STORED DATA below:

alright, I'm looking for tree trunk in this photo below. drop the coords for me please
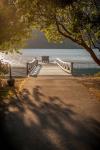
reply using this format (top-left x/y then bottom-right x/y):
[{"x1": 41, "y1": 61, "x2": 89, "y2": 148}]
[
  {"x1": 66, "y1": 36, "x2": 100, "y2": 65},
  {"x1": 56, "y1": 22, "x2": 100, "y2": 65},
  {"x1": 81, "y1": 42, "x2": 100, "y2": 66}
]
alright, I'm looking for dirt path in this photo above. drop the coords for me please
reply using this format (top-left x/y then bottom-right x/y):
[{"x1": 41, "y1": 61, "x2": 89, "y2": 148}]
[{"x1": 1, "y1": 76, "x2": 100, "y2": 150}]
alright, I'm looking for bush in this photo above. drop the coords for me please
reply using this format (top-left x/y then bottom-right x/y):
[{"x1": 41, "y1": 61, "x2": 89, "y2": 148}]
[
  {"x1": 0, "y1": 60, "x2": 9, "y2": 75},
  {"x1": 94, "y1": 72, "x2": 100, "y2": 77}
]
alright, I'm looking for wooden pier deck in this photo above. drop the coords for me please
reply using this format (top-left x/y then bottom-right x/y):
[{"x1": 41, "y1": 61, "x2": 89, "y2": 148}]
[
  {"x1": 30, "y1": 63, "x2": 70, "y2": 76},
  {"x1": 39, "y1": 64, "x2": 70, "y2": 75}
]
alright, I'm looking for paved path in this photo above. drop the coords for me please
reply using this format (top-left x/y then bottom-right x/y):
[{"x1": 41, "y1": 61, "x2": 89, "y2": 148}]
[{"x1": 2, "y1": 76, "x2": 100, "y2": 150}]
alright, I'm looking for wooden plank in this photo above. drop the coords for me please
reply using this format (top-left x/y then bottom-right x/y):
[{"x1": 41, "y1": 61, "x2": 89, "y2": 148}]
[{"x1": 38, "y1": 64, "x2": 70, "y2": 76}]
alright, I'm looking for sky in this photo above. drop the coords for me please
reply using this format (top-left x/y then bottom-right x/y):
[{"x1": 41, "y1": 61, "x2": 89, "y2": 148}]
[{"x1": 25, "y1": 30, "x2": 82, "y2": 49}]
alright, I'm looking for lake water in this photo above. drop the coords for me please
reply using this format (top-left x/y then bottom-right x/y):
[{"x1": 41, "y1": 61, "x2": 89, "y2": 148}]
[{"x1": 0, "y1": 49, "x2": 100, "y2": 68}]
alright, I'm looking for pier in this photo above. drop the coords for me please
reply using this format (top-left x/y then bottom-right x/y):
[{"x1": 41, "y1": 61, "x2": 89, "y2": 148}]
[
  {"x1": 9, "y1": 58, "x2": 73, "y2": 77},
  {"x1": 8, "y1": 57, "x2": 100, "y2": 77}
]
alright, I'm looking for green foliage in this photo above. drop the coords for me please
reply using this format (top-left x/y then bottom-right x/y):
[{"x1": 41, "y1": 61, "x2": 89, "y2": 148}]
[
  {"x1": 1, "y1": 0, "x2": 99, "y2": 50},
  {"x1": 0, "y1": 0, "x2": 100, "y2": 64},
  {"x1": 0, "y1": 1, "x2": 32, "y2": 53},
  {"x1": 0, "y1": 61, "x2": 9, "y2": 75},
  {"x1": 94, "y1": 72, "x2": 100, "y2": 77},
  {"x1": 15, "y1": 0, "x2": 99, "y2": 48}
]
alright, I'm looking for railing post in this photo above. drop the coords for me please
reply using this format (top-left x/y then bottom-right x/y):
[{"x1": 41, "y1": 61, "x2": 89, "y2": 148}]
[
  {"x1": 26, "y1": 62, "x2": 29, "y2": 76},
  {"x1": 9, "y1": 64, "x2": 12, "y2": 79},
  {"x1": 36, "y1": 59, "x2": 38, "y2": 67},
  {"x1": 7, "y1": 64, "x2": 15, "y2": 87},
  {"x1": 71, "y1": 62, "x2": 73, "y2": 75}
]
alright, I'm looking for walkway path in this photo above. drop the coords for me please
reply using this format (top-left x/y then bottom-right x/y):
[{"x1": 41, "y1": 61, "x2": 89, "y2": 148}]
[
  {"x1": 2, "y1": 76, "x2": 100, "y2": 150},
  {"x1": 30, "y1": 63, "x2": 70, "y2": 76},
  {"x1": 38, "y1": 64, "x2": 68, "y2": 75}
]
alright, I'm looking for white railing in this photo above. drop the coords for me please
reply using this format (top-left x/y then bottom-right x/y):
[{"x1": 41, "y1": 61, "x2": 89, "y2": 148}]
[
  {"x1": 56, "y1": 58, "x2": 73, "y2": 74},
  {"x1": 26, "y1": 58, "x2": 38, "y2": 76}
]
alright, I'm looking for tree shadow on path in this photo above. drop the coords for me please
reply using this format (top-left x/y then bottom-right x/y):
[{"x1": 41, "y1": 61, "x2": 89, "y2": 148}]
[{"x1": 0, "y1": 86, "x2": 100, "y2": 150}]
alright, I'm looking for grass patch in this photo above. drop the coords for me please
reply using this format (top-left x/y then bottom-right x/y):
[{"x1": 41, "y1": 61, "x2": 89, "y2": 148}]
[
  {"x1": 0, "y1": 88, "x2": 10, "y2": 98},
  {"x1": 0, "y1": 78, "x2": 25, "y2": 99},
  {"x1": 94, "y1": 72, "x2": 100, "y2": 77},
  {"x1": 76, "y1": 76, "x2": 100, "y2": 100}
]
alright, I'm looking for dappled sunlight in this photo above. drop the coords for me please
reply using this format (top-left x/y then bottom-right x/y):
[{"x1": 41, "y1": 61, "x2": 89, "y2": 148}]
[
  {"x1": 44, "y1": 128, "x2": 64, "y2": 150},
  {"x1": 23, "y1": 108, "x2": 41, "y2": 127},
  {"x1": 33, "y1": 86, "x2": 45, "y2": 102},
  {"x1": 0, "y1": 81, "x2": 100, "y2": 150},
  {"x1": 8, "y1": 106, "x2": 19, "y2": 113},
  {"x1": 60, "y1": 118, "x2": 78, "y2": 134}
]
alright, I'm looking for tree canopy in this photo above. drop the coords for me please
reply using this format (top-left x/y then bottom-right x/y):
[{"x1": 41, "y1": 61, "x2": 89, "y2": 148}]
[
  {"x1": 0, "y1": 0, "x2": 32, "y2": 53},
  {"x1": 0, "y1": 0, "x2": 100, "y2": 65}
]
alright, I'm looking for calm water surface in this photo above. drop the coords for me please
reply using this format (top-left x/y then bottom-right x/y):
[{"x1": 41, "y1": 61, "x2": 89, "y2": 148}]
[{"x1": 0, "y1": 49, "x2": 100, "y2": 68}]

End of STORED DATA.

Wherever a line in the data above contains the word "wooden", copy that line.

ANSWER BELOW:
alright, I'm looking for wooden pier deck in this photo above. drop the coords for me please
alright, I'm looking for wooden plank in this photo above. drop the coords for me please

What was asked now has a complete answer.